◆ Directions for this task
The records that follow must be reproduced in full, exactly as written.

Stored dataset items
● ● ● ● ●
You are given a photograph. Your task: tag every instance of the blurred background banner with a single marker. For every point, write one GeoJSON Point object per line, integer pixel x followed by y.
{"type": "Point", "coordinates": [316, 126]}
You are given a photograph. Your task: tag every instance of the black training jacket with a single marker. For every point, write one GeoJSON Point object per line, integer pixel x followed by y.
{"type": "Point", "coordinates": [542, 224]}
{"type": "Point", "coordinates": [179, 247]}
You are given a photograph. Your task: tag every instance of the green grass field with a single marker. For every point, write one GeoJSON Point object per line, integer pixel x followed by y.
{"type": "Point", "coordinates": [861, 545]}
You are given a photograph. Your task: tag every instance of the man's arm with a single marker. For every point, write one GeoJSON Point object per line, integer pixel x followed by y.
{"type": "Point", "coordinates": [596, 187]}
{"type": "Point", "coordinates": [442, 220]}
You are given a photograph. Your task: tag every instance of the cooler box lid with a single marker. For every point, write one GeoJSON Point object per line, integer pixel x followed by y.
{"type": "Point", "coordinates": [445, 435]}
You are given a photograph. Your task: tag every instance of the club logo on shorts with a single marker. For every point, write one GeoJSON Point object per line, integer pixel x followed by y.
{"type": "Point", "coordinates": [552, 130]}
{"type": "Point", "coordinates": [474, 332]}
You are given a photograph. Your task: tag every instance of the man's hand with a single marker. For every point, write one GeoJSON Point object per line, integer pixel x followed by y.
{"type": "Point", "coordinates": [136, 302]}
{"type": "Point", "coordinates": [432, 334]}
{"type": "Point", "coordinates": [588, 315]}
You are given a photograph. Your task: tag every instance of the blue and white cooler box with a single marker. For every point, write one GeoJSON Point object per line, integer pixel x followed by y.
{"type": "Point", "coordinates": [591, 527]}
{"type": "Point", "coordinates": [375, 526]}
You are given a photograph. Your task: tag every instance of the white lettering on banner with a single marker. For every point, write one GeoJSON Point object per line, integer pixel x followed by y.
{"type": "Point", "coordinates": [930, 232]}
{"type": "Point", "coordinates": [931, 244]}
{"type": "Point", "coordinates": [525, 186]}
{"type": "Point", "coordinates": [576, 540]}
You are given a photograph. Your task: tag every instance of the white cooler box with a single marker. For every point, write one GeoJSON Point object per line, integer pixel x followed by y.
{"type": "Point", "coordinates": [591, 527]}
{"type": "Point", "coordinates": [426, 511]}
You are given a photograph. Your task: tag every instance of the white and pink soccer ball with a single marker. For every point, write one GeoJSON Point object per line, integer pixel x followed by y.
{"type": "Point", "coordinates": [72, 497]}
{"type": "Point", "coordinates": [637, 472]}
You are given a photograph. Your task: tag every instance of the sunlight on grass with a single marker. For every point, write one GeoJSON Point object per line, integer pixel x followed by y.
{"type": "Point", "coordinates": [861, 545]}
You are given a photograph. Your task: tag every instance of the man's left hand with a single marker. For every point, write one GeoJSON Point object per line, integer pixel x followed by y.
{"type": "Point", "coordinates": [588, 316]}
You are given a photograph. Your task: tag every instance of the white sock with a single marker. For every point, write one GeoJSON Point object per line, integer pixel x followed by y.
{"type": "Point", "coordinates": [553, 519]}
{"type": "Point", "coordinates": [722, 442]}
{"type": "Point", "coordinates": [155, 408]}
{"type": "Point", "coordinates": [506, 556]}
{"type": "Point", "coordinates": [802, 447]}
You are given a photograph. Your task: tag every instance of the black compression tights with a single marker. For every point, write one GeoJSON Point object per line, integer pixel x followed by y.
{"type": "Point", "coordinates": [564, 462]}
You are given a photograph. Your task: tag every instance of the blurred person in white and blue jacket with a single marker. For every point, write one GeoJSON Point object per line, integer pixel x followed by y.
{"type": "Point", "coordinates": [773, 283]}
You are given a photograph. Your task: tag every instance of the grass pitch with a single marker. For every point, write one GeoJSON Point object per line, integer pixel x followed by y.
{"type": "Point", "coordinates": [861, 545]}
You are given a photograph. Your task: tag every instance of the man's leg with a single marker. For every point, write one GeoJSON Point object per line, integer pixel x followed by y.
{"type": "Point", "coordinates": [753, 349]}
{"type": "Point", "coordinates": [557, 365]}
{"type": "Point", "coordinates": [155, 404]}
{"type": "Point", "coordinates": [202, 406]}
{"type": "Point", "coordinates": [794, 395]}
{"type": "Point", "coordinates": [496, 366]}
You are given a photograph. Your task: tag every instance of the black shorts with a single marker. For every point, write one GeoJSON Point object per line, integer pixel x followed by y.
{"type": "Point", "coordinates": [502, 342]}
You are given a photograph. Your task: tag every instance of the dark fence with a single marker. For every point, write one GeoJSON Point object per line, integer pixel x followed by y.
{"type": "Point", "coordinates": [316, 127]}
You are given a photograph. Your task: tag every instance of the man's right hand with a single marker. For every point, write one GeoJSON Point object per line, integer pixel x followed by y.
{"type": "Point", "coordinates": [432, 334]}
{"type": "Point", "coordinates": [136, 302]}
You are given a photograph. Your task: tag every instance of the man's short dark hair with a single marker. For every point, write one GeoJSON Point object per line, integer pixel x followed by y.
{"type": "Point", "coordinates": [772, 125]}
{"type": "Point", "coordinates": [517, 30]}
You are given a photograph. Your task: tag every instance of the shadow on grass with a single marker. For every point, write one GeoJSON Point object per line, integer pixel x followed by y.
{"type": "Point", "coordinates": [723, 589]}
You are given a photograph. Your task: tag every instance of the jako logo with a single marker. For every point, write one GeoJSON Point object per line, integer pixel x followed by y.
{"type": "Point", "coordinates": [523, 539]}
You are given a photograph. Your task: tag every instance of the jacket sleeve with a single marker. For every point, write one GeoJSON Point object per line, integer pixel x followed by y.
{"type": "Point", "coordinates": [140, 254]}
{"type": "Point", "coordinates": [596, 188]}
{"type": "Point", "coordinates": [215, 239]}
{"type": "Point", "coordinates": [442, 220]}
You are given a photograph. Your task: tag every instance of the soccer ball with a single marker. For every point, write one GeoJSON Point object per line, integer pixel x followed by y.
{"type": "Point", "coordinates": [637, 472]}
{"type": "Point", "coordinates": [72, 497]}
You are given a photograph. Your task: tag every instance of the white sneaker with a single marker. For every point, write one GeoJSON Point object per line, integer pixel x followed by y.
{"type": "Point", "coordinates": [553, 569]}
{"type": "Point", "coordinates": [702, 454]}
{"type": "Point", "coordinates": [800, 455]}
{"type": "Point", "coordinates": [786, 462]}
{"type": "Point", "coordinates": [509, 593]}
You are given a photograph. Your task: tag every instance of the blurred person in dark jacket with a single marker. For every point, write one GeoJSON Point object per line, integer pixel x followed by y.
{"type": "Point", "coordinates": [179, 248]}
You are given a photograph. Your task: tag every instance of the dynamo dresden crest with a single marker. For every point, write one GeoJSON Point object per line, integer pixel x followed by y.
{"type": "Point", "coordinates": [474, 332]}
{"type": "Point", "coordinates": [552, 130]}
● ● ● ● ●
◆ Solution
You are given a photograph. Your task: tag every instance of the blurred background banner with a single marker. For every point, write one GeoJSON Point object per line, integer pixel x followed by y.
{"type": "Point", "coordinates": [316, 126]}
You are given a photograph. Your task: tag every instance of the black training jacket with a single marker. For every point, write one GeoJSON Point object per line, integer pixel x followed by y.
{"type": "Point", "coordinates": [542, 224]}
{"type": "Point", "coordinates": [179, 247]}
You are given a photograph. Your task: tag every instance of the green grass field with a single marker. For every point, write one GeoJSON Point object per line, integer pixel x followed by y.
{"type": "Point", "coordinates": [861, 545]}
You are given a photograph. Your task: tag every instance of the man's arm with a single marker. For every point, write one GeoJSON Point object per line, integer pixel x followed by y.
{"type": "Point", "coordinates": [596, 187]}
{"type": "Point", "coordinates": [442, 220]}
You are given a photograph. Your task: tag every instance of the cooler box lid with a single marker. For every point, write one GeoJSON Point object per line, integer pixel x followed by y.
{"type": "Point", "coordinates": [445, 435]}
You are given a photograph. Your task: tag every instance of the club logo on shorts with a single marker. For every point, write one GeoJSON Point object per line, integer pixel x followed by y.
{"type": "Point", "coordinates": [552, 130]}
{"type": "Point", "coordinates": [474, 332]}
You are given a photograph. Your task: tag every instance of the man's hand with a single marker. For every point, write one GeoJSON Point object per line, integer pixel x followed by y.
{"type": "Point", "coordinates": [136, 302]}
{"type": "Point", "coordinates": [432, 334]}
{"type": "Point", "coordinates": [588, 315]}
You are given a photograph. Your task: tag every instance of the blue and white cooler box with a single marker. For every point, write one GeoJSON Point object per line, integer pixel x followed by y.
{"type": "Point", "coordinates": [591, 527]}
{"type": "Point", "coordinates": [375, 526]}
You are given a photograph. Your task: tag every instance of the white lettering on banner with a single marker. For every point, write one GeoJSON Point object per line, integer pixel x followed by y.
{"type": "Point", "coordinates": [930, 232]}
{"type": "Point", "coordinates": [931, 244]}
{"type": "Point", "coordinates": [525, 186]}
{"type": "Point", "coordinates": [576, 540]}
You are given a photograph. Your task: tag every instance of the white cooler box with a single marker. For every point, write one GeoJSON Point object per line, integer pixel x followed by y.
{"type": "Point", "coordinates": [591, 527]}
{"type": "Point", "coordinates": [426, 511]}
You are given a photograph. Your task: tag every instance of the white and pink soccer ball with a single marker. For every point, write one GeoJSON Point object per line, integer pixel x followed by y.
{"type": "Point", "coordinates": [72, 497]}
{"type": "Point", "coordinates": [637, 472]}
You are given a photograph. Your task: tag every instance of the sunlight on grass with a single marker. For every point, write one GeoJSON Point object per line, integer pixel x followed by y.
{"type": "Point", "coordinates": [861, 545]}
You are given a photograph. Your task: tag every instance of the man's left hand with a single marker. For every point, write one GeoJSON Point object per line, integer pixel x followed by y.
{"type": "Point", "coordinates": [588, 316]}
You are given a photograph. Your task: tag every instance of the white sock with a single marker. For every point, write one GeoJSON Point object per line, integer pixel x followed by y.
{"type": "Point", "coordinates": [553, 519]}
{"type": "Point", "coordinates": [722, 442]}
{"type": "Point", "coordinates": [155, 408]}
{"type": "Point", "coordinates": [506, 556]}
{"type": "Point", "coordinates": [802, 447]}
You are given a photograph. Your task: tag every instance of the black compression tights with a single marker. For every point, write one GeoJSON Point object per line, integer pixel x followed by y.
{"type": "Point", "coordinates": [564, 462]}
You are given a photograph. Your task: tag every instance of the blurred person in white and blue jacket with a single marker. For every point, write one GeoJSON Point object per line, integer pixel x followed by y.
{"type": "Point", "coordinates": [773, 283]}
You are given a photograph. Your task: tag every instance of the grass pitch with a single marker. For every point, write one GeoJSON Point object per line, integer pixel x followed by y.
{"type": "Point", "coordinates": [861, 545]}
You are given a photograph. Your task: tag every instance of the man's leg with a single marker. For every point, write one GeoJSON Point object per line, integer pixel x followed by y.
{"type": "Point", "coordinates": [753, 349]}
{"type": "Point", "coordinates": [557, 365]}
{"type": "Point", "coordinates": [155, 404]}
{"type": "Point", "coordinates": [202, 406]}
{"type": "Point", "coordinates": [794, 395]}
{"type": "Point", "coordinates": [496, 366]}
You are given a photograph. Your task: tag every instance of the black shorts with a single marker. For every point, write one GeoJSON Point object per line, integer pixel x followed by y.
{"type": "Point", "coordinates": [502, 342]}
You are given a photograph. Your task: tag every instance of the dark fence with a single marker. For every point, write one GeoJSON Point object per line, integer pixel x followed by y.
{"type": "Point", "coordinates": [316, 127]}
You are given a photograph. Your task: tag every instance of the man's right hand with a single marker. For every point, write one GeoJSON Point object per line, integer pixel x followed by y.
{"type": "Point", "coordinates": [432, 334]}
{"type": "Point", "coordinates": [136, 302]}
You are given a photograph. Your task: tag every instance of the man's short dark hair with a single marker. For every point, write one GeoJSON Point object per line, integer pixel x followed by y.
{"type": "Point", "coordinates": [772, 125]}
{"type": "Point", "coordinates": [517, 30]}
You are given a photograph. Your task: tag every instance of the shadow on grass with a single marker. For every point, write one GeoJSON Point object per line, integer pixel x followed by y.
{"type": "Point", "coordinates": [723, 589]}
You are given a photograph. Your task: tag every instance of the jako logo with a single marker. For every point, write one GeoJSON Point object per line, integer pixel x followed by y.
{"type": "Point", "coordinates": [523, 539]}
You are given a photograph. Your task: tag every instance of the jacket sleeve with a single marker. For every point, write one GeoJSON Point object per line, integer pixel x followed by y.
{"type": "Point", "coordinates": [140, 254]}
{"type": "Point", "coordinates": [596, 188]}
{"type": "Point", "coordinates": [215, 239]}
{"type": "Point", "coordinates": [442, 220]}
You are given a photograph. Your task: tag every instance of the soccer ball with a single marker. For every point, write one GeoJSON Point object per line, integer pixel x followed by y.
{"type": "Point", "coordinates": [637, 472]}
{"type": "Point", "coordinates": [72, 497]}
You are given a photograph. Your task: tag every instance of the white sneaker with a single marker. For every point, write one GeoJSON Point object per line, integer pixel x followed by y.
{"type": "Point", "coordinates": [553, 569]}
{"type": "Point", "coordinates": [702, 454]}
{"type": "Point", "coordinates": [800, 455]}
{"type": "Point", "coordinates": [786, 462]}
{"type": "Point", "coordinates": [509, 593]}
You are given a photograph. Your task: tag every instance of the blurred person in dark jacket with a single marker. For every point, write one GeoJSON Point object per line, integer pixel x followed by y.
{"type": "Point", "coordinates": [179, 248]}
You are given a photograph. Your task: tag every instance of the dynamo dresden crest with a single marker. For every point, write one GeoJSON Point object per line, integer pixel x followed by y.
{"type": "Point", "coordinates": [474, 332]}
{"type": "Point", "coordinates": [552, 130]}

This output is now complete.